Alberta government to investigate private medical clinic in Calgary
Billing practices and over-testing of patients at Alberta clinics to be probed
A special investigations unit within the Alberta government has been asked to probe the Copeman Clinic in Calgary.
The move follows a CBC investigation and allegations of over-testing patients at the private clinic, as well as billing practices that pass costs on to both the provincial and federal governments.
"I've directed my ministry to take a more rigorous approach, and there's going to be an investigation," Health Minister Sarah Hoffmann said in the legislature on Thursday.
"We will not allow excessive billing practices that undermine Albertans' access to universal public health care."
The minister's spokesman confirmed the special investigations unit of Service Alberta will conduct the work, which is able to be "more rigorous" than Alberta Health.
Alberta Health is also auditing both the Calgary and Edmonton Copeman clinics, to ensure the Canada Health Act is upheld, the minister said previously.
- Both province and patients pay for tests at Copeman Clinic
- Copeman clinic, doctors battle over how private health care should be delivered
Copeman's two Alberta clinics are part of a national chain of private medical clinics. The CBC investigation involved interviews with over half a dozen current and former Calgary clinic staff.

**Task requirements:**
(a) According to the article on the Copeman Clinic, which body will conduct the investigation?
(b) Decide whether each statement agrees with the article on the Copeman Clinic, answering yes or no and quoting the deciding words: (i) Alberta Health is auditing both the Calgary and Edmonton Copeman clinics. (ii) The health minister made her remarks in the legislature on Monday. (iii) The CBC investigation involved interviews with fewer than three clinic staff.
(c) Reproduce the passage of the article on the Copeman Clinic that begins at the words "Alberta Health is" and stops after "minister said previously.".
The data come from a separate, unrelated source.

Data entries

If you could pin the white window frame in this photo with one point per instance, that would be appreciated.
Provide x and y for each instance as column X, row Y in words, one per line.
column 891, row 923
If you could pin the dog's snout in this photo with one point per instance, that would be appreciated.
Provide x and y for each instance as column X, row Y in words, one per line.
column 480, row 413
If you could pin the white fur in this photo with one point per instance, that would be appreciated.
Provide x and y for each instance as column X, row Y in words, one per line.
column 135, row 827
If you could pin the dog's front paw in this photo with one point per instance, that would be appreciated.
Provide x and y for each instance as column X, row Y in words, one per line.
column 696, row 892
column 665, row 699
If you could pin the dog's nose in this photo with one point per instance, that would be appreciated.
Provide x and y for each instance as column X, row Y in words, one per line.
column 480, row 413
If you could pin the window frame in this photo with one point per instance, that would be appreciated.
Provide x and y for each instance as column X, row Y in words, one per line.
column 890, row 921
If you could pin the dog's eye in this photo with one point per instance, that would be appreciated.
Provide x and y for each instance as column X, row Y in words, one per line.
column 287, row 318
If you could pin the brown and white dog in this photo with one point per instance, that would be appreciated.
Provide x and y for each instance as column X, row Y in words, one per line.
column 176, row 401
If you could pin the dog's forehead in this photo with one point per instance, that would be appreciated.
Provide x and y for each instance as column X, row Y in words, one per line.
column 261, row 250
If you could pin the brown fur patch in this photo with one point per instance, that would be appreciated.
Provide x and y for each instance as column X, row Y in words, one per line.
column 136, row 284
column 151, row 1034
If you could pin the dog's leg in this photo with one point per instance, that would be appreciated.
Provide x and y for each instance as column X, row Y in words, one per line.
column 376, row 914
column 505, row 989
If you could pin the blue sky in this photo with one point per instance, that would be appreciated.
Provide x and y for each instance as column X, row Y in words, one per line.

**Answers to the problems:**
(a) The special investigations unit of Service Alberta.

(b)
(i) Yes: "Alberta Health is also auditing both the Calgary and Edmonton Copeman clinics"
(ii) No: "said in the legislature on Thursday"
(iii) No: "interviews with over half a dozen current and former Calgary clinic staff"

(c)
Alberta Health is also auditing both the Calgary and Edmonton Copeman clinics, to ensure the Canada Health Act is upheld, the minister said previously.